**READING TEXT:**
- Also known as: Devvo, Darren Devonshire
- Born: Christian David Webb November 1982 (age 43) Doncaster, South Yorkshire, England
- Genres: Comedy hip-hop UK Rap UK Hip Hop Ragga
- Occupations: Rapper; songwriter;
- Years active: 2004–present
- Website: https://realdevvo.co.uk/

= MC Devvo =

English musician and comedian

Christian Webb, better known by the stage name MC Devvo is an English rapper and comedian.

== Career ==
Webb came to public attention in 2004, when animator David Firth began posting videos of a Chav stereotype character named Devvo. In 2006, the Devvo character was featured on E4's Funny Cuts. Webb has also appeared in other projects with Firth playing various characters in his podcast Waller FM.

In 2007, he released the album From Yorkshire to New York.

**STORED ROWS:**

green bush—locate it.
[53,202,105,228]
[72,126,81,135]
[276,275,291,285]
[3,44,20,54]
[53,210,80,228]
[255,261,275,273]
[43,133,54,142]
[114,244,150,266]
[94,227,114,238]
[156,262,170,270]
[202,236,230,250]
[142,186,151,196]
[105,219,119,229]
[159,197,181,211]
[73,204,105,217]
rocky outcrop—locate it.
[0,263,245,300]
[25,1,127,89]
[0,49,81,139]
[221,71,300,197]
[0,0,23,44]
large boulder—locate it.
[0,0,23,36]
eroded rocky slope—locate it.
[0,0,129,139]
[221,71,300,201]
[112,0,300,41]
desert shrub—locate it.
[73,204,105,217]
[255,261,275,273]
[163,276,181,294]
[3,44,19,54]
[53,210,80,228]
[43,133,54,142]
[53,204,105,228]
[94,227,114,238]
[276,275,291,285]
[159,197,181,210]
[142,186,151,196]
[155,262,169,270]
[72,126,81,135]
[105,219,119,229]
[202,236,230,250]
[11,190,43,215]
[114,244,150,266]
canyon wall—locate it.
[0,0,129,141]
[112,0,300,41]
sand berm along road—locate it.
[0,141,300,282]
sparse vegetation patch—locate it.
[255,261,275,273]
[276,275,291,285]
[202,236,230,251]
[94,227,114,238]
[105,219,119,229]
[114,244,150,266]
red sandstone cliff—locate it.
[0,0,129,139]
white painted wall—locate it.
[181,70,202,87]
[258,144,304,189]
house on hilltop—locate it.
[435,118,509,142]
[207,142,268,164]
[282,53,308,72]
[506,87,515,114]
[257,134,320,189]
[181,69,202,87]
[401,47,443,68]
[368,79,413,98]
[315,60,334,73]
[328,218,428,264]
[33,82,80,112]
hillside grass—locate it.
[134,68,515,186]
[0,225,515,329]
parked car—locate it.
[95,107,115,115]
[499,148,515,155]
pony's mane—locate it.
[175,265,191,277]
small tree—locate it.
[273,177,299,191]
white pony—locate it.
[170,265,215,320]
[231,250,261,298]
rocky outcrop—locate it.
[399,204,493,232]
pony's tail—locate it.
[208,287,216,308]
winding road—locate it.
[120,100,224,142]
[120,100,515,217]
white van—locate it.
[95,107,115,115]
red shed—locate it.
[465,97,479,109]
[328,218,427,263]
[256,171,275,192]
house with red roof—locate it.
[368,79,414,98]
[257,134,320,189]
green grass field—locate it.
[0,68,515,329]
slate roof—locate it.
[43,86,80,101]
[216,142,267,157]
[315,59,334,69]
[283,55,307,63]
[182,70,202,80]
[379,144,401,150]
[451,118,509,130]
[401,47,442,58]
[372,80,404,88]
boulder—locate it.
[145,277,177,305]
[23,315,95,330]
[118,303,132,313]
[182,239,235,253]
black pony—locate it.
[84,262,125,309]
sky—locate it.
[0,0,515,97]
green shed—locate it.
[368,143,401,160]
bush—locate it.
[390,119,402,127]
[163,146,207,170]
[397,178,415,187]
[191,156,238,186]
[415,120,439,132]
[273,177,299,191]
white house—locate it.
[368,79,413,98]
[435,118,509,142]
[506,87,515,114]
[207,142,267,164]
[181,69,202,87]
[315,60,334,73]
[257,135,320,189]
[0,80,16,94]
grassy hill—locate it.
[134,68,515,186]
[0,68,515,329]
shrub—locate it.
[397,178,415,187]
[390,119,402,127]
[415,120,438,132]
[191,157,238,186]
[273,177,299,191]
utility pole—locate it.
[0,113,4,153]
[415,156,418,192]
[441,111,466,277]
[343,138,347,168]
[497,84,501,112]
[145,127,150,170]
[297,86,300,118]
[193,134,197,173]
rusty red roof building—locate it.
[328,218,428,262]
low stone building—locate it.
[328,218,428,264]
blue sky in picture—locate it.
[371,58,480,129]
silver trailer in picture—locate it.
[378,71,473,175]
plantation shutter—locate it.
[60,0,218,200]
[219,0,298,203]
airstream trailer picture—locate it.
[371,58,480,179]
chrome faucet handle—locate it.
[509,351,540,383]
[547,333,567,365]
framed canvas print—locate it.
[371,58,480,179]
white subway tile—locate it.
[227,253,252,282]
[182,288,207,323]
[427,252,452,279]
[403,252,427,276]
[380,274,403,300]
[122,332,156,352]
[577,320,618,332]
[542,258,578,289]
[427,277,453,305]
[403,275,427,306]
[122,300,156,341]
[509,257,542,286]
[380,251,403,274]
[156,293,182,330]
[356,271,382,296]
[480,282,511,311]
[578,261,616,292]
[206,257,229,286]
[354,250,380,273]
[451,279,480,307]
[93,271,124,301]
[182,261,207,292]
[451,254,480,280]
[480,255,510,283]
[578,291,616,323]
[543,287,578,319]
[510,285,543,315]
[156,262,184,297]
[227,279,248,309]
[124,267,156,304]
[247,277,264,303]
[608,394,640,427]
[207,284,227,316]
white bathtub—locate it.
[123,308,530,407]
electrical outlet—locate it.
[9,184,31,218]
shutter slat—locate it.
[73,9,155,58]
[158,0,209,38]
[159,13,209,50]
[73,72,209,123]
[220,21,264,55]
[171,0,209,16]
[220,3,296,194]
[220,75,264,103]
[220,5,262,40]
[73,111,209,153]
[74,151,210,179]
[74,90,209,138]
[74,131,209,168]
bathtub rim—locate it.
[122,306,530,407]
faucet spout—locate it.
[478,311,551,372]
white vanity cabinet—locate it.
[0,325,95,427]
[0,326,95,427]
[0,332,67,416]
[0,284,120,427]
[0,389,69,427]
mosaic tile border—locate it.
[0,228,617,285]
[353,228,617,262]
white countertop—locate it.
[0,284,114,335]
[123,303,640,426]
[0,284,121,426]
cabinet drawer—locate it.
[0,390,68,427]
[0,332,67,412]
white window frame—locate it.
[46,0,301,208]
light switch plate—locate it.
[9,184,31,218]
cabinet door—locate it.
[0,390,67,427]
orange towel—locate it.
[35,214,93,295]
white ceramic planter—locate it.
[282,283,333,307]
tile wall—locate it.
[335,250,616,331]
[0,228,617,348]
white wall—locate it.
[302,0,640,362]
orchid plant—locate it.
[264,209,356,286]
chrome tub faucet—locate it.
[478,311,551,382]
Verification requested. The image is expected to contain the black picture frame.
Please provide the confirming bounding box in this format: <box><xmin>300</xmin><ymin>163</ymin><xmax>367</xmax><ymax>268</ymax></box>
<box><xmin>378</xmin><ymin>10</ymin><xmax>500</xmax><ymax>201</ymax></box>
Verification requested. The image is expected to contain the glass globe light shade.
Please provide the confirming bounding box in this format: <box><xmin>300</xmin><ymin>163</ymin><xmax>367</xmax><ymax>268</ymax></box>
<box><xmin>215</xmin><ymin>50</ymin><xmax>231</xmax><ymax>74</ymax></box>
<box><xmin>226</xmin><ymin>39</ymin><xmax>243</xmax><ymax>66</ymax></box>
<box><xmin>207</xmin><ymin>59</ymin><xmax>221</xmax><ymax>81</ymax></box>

**EXERCISE AIM:** Pick up the biography of MC Devvo after its final sentence and keep writing it.

**FINAL RESULT:**
In 2026, Devvo announced a comeback, including a United Kingdom tour. He collaborated with Brett Domino to write and produce a 2026 World Cup song, "Bring It Home".

== Personal life ==
In 2019, Webb was working at a school in Doncaster, and made headlines after being fired due to his connections to the Devvo character.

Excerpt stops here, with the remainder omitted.